**What the task requires:** Please retype everything from the line that contains "Each instance of the **thick" down to the line that contains "284 150 L 281", including both of those lines. Leave the pictures out of your answer.
--- begin Data in this exercise ---
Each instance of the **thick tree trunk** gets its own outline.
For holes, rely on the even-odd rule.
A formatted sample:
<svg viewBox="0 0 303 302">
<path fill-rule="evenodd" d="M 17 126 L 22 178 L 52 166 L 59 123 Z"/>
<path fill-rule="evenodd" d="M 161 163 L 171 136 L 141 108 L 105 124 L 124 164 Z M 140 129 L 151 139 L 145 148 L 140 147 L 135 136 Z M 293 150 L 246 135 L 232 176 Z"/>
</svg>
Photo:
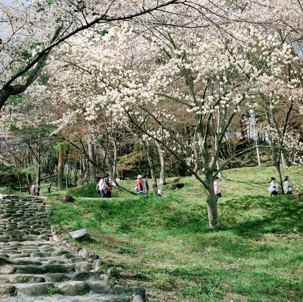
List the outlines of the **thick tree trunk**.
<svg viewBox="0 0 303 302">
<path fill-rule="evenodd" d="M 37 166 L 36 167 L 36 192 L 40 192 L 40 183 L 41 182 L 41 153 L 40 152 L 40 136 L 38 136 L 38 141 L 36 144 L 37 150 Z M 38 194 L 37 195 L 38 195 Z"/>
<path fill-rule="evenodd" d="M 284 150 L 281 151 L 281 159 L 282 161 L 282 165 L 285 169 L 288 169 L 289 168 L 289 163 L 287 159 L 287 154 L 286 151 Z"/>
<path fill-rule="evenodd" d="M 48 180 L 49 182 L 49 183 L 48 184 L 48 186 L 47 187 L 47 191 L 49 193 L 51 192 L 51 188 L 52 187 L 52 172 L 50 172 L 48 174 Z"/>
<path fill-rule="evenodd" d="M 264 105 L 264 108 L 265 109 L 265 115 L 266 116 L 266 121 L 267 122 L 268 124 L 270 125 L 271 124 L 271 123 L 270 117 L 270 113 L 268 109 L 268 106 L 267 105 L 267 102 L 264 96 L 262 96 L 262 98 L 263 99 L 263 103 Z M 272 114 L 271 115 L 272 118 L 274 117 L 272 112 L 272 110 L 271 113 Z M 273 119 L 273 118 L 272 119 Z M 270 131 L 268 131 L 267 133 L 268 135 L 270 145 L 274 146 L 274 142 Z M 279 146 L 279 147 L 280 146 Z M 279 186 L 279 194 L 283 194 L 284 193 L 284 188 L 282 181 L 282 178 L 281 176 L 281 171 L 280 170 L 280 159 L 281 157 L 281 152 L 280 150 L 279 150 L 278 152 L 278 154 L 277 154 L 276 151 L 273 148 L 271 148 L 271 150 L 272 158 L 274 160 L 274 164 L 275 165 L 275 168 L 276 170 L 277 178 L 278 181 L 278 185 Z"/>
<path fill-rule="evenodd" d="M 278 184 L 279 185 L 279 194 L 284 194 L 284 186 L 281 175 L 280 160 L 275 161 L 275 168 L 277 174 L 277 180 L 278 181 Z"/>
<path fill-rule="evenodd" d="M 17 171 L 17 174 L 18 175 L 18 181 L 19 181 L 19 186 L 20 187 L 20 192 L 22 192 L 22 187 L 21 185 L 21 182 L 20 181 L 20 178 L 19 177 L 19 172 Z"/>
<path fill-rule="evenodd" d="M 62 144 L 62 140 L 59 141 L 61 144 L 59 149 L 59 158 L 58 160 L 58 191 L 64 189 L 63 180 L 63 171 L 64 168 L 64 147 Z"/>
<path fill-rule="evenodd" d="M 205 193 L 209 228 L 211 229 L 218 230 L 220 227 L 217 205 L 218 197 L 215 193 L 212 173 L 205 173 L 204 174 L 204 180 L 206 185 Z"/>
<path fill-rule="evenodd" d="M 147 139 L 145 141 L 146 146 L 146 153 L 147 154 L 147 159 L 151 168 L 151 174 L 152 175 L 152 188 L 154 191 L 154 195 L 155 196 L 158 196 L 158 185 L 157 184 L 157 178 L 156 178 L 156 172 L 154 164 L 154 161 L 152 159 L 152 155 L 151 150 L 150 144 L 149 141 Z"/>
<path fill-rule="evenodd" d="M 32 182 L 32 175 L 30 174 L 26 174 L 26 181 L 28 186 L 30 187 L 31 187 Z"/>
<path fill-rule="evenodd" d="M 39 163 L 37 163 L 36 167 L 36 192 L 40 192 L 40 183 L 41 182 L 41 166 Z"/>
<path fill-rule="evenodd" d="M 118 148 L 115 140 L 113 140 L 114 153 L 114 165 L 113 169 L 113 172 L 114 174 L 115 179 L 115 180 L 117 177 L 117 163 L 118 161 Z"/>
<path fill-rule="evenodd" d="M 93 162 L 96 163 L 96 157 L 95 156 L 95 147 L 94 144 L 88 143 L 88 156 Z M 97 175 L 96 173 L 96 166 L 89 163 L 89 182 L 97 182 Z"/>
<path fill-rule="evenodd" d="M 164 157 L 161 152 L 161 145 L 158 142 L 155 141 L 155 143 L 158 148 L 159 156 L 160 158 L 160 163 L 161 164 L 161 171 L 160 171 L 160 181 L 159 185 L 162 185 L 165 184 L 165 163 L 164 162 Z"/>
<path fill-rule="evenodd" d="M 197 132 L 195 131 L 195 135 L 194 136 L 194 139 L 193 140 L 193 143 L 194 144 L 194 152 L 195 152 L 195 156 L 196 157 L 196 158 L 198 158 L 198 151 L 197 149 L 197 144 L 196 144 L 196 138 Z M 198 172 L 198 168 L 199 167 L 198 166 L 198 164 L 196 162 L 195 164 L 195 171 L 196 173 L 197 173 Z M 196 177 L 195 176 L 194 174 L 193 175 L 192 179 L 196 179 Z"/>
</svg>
--- end Data in this exercise ---
--- begin Data in this exercise ---
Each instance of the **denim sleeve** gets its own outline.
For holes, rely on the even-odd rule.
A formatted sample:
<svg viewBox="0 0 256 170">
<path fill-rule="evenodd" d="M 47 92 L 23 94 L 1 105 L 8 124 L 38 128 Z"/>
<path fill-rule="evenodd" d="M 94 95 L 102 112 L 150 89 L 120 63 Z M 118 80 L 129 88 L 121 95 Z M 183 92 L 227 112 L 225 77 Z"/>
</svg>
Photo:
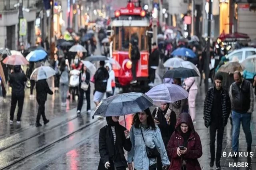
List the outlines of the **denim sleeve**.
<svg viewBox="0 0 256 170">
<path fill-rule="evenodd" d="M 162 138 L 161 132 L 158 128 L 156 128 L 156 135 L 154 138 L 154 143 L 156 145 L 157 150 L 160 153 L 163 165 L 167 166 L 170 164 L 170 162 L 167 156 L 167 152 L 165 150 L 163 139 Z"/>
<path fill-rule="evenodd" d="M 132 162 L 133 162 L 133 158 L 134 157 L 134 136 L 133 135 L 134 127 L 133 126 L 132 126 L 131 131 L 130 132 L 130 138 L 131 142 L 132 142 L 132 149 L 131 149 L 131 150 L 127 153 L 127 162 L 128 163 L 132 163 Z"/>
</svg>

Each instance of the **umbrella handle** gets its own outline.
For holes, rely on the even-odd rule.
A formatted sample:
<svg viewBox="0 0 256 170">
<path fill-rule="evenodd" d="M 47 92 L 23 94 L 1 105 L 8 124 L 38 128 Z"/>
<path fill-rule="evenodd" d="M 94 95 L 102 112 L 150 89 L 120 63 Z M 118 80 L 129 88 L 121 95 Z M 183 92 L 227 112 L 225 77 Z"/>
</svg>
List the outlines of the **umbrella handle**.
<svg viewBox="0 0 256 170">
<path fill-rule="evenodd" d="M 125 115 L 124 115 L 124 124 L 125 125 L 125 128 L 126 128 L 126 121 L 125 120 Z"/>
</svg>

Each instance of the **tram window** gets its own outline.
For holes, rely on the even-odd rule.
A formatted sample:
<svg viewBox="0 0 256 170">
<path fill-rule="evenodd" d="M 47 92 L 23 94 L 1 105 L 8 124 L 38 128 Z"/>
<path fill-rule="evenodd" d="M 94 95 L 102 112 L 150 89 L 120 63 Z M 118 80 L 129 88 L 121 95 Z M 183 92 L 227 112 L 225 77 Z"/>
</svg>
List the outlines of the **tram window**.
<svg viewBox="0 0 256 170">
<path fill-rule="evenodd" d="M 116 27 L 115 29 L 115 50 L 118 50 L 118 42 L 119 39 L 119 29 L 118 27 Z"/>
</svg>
--- end Data in this exercise ---
--- begin Data in this exercise ---
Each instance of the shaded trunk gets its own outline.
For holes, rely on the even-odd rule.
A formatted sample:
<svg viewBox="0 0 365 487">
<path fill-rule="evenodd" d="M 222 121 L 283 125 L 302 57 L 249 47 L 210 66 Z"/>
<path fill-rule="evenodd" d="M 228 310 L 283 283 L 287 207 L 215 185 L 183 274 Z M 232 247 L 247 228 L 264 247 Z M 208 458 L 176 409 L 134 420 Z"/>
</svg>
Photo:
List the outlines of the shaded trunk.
--- end Data in this exercise ---
**The output:**
Each instance of the **thick tree trunk** gets its own outline.
For holes, rely on the even-odd rule.
A formatted sample:
<svg viewBox="0 0 303 302">
<path fill-rule="evenodd" d="M 17 126 L 22 178 L 52 166 L 59 123 Z"/>
<path fill-rule="evenodd" d="M 161 163 L 171 136 L 141 108 L 105 124 L 124 164 Z M 140 129 L 151 139 L 145 148 L 140 147 L 135 136 Z M 293 150 L 246 135 L 232 176 Z"/>
</svg>
Photo:
List the outlines of the **thick tree trunk**.
<svg viewBox="0 0 303 302">
<path fill-rule="evenodd" d="M 37 166 L 36 167 L 36 192 L 40 192 L 40 183 L 41 182 L 41 153 L 40 152 L 40 136 L 38 136 L 38 141 L 36 144 L 37 150 Z M 38 194 L 37 195 L 38 195 Z"/>
<path fill-rule="evenodd" d="M 284 150 L 281 151 L 281 159 L 282 161 L 282 165 L 285 169 L 288 169 L 289 168 L 289 163 L 287 159 L 287 154 L 286 151 Z"/>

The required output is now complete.